Stated exercise 1:
In the travel blog post, what was breakfast in Hong Kong on the morning of April 13?

Supplied text:
++++
Sunday, April 17, 2005

Reconnecting with China

The days of my vacation are almost ending. The mind does learn new tricks – RESILIENT I think is the best term. When I arrived, I couldn’t wait to go back to KSA. Now that my time is over, I wish I could turn back time and start this month over.

It’s simply too late to go back and try to set meetings with people I would like to meet. I remember a few of them now and I have only REGRET. I can only hope I will have better plans next time.

Before I go on telling about the trip to Hongkong/Shenzhen, let me tell you about the FOOD, food being my main preoccupation:

Shenzhen, pm, April 10: It was the standard Cantonese lauriat, the one where there are eggs and tofu always served. We were hungry, so we wolfed that stuff down.

Shenzhen, am, April 11: Breakfast of mini-siopao, buchi, boiled egg, rice, noodles, and pancit with nothing in it, and oh, corn and peas. The only thing that bothered me was that the servings were a bit mixed up. Our tour group people were aghast.

Shenzhen, noon, April 11: There were a selection of tourist restaurants but our tour just went to one for the entire trip. Same lauriat. The food was better, but it was the same lauriat. No water served, so either buy the bottled type or drink the house tea. I drank the tea.

Shenzhen, pm, April 11: As I said, same restaurant. Same lauriat. It was starting to get cloying, but I hardly noticed. I noticed my tour group mates noticing my not noticing, since I was the only one eating heartily. What's the deal, I was thinking.

When we arrived in HK that evening, Lucky Me! Instant mami never tasted better.

Hong Kong, am, April 12: Breakfast was a cafeteria type affair in downtown Kowloon. Food was actually better.

Hong Kong, noon, April 12: We had an extended stay in the tour spot, and it was raining! We went to a restaurant instead of a McDonalds. It was a mystery since we were all going to Ocean Park. The lauriat sucked. The Shenzhen type was better. I wonder.

Hong Kong, pm, April 12: We were left to our own devices, so I finally had my first Western meal in HK at the Mongkok KFC in the night market. Fabulous, fabulous, but rice was unbelievably expensive!

Hong Kong, am, April 13: Breakfast was loaf of bread and side of luncheon meat.

Hmmm… just made me think… why should I bother writing more about the tour when I can go just go on about the food? Makes me hungry… (grabs a snack)
++++
Location identification items:

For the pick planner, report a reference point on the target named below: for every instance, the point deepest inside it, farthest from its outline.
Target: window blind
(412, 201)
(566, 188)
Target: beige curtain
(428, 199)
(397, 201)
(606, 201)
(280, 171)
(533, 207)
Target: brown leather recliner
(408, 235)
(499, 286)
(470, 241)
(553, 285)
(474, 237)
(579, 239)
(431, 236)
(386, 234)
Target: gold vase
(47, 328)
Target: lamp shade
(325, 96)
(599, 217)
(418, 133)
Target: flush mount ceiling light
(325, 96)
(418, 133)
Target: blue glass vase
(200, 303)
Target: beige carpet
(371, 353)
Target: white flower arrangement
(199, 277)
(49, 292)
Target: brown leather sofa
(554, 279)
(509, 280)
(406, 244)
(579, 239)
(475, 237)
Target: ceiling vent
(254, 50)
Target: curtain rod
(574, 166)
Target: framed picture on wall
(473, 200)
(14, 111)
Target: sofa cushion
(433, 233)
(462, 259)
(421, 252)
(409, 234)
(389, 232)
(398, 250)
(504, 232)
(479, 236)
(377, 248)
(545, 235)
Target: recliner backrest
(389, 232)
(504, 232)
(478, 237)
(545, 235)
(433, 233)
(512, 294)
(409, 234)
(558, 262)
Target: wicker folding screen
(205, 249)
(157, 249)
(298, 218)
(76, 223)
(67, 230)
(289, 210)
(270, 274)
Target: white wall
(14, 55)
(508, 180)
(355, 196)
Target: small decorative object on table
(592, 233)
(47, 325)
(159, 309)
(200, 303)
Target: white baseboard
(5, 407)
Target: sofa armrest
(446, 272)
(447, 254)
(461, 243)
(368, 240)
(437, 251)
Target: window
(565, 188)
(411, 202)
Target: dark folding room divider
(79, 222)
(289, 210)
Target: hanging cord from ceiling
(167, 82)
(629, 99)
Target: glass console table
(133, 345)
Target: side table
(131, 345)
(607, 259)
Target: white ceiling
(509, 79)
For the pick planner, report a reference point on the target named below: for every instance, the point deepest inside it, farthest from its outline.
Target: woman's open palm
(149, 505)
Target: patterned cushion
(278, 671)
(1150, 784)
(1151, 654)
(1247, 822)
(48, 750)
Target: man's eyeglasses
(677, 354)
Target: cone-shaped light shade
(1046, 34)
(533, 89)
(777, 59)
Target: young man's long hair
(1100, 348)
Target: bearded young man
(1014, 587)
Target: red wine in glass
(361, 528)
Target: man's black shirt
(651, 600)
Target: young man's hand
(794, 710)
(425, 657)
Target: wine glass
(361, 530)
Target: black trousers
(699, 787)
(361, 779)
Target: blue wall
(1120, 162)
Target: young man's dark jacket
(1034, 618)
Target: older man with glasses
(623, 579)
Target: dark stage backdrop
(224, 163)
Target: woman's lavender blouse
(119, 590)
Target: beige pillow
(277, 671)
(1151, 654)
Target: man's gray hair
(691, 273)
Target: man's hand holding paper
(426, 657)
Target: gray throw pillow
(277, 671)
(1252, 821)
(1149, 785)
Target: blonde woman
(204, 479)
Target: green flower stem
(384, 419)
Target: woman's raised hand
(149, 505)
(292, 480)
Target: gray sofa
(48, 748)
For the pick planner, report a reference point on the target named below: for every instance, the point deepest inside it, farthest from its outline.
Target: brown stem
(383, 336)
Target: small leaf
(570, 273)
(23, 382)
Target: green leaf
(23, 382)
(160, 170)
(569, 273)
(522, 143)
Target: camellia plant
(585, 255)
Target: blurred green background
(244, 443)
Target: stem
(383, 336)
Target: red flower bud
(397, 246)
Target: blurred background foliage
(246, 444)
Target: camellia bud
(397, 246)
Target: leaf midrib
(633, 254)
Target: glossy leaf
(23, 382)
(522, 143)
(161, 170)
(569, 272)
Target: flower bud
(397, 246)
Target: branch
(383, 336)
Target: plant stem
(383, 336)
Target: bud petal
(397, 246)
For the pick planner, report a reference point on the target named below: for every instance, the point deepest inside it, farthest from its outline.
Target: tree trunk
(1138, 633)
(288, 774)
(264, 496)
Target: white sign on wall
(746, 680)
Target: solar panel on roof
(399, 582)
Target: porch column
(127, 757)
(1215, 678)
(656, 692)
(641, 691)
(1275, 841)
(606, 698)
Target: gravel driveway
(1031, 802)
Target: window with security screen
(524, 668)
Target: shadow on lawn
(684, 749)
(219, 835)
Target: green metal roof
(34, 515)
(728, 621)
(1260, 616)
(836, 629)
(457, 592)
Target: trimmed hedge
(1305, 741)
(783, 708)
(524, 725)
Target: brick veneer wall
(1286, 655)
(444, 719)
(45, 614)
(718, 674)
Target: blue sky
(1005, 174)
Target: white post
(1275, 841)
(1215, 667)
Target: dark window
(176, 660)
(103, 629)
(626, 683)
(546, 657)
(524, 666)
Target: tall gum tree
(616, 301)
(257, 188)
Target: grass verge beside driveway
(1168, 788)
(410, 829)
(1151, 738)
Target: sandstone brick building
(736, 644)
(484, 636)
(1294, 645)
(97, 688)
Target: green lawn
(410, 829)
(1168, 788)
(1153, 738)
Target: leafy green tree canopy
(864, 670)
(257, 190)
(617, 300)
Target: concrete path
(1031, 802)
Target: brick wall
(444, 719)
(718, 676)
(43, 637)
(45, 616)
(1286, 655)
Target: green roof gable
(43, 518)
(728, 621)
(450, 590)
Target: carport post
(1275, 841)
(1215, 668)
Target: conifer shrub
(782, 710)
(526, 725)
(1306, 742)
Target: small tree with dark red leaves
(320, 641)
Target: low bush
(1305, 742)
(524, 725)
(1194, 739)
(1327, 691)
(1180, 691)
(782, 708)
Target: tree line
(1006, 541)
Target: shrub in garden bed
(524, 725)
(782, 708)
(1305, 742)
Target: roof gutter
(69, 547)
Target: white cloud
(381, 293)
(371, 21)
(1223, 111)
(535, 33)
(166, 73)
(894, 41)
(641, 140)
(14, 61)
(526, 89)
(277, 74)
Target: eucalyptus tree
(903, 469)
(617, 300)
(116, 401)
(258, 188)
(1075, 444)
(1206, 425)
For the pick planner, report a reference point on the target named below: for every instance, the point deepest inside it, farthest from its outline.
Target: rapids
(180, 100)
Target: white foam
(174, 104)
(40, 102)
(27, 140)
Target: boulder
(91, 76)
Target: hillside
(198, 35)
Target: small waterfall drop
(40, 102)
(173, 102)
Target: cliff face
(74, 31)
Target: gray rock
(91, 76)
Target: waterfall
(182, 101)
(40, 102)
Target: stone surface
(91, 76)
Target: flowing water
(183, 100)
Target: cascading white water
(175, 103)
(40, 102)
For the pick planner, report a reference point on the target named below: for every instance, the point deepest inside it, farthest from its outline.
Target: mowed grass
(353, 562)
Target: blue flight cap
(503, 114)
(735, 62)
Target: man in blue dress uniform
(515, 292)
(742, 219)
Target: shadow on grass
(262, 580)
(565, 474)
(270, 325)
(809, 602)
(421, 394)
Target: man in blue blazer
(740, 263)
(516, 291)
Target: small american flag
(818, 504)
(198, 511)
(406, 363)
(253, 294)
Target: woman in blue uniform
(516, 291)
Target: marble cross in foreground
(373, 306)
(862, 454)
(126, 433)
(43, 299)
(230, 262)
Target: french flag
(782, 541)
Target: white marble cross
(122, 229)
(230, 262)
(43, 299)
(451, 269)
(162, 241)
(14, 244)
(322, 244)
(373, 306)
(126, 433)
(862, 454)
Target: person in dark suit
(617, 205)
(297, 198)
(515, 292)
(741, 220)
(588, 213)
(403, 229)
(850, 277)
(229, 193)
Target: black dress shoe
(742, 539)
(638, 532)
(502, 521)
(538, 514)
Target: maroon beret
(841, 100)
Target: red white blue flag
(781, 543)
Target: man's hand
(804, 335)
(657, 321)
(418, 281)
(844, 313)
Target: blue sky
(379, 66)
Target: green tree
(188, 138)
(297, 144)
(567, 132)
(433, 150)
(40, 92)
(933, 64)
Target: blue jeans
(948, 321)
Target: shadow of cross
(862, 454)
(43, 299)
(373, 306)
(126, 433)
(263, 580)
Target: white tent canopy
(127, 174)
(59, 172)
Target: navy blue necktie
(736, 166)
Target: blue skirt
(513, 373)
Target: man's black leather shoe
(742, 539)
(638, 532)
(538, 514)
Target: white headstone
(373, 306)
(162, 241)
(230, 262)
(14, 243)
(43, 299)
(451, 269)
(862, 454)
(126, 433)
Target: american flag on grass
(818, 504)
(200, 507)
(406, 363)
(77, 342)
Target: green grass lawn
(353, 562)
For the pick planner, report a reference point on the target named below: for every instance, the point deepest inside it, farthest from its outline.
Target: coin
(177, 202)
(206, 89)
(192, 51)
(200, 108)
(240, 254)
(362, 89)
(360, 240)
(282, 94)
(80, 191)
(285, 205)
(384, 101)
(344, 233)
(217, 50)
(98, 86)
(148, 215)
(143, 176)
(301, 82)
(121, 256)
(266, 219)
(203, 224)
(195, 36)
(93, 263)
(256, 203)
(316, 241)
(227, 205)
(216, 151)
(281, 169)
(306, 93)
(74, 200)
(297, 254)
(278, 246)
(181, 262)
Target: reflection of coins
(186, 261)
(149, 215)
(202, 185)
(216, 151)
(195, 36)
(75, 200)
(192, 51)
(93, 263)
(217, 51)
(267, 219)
++++
Stated exercise 2:
Transcribe, character for character, the records between the line holding "Target: woman's lavender blouse" and the line holding "(1005, 174)", inclusive.

Written solution 1:
A loaf of bread and a side of luncheon meat.

Written solution 2:
Target: woman's lavender blouse
(119, 590)
Target: beige pillow
(277, 671)
(1151, 654)
Target: man's gray hair
(691, 273)
Target: man's hand holding paper
(426, 657)
Target: gray throw pillow
(277, 671)
(1252, 821)
(1149, 785)
Target: blonde woman
(204, 479)
Target: green flower stem
(384, 419)
Target: woman's raised hand
(149, 505)
(292, 480)
Target: gray sofa
(48, 748)
For the pick planner, report a reference point on the target named below: for every instance, the point deepest inside it, farthest from its outline.
Target: brown stem
(383, 336)
Target: small leaf
(570, 273)
(23, 382)
Target: green leaf
(23, 382)
(160, 170)
(569, 273)
(522, 143)
Target: camellia plant
(585, 255)
Target: blurred green background
(244, 443)
Target: stem
(383, 336)
Target: red flower bud
(397, 246)
Target: blurred background foliage
(246, 444)
Target: camellia bud
(397, 246)
Target: leaf midrib
(633, 254)
Target: glossy leaf
(23, 382)
(522, 143)
(161, 170)
(569, 272)
Target: flower bud
(397, 246)
Target: branch
(383, 336)
Target: plant stem
(383, 336)
Target: bud petal
(397, 246)
For the pick planner, report a reference point on the target named below: for every instance, the point deepest inside it, farthest from its outline.
Target: tree trunk
(1138, 633)
(288, 774)
(264, 496)
Target: white sign on wall
(746, 680)
Target: solar panel on roof
(399, 582)
Target: porch column
(127, 757)
(1215, 678)
(656, 692)
(641, 691)
(1275, 841)
(606, 698)
Target: gravel driveway
(1031, 802)
Target: window with security screen
(524, 668)
Target: shadow on lawn
(684, 749)
(219, 835)
Target: green metal roof
(34, 515)
(728, 621)
(1260, 616)
(836, 629)
(457, 592)
Target: trimmed hedge
(1305, 741)
(783, 708)
(524, 725)
Target: brick veneer wall
(1286, 655)
(444, 719)
(45, 614)
(718, 674)
Target: blue sky
(1005, 174)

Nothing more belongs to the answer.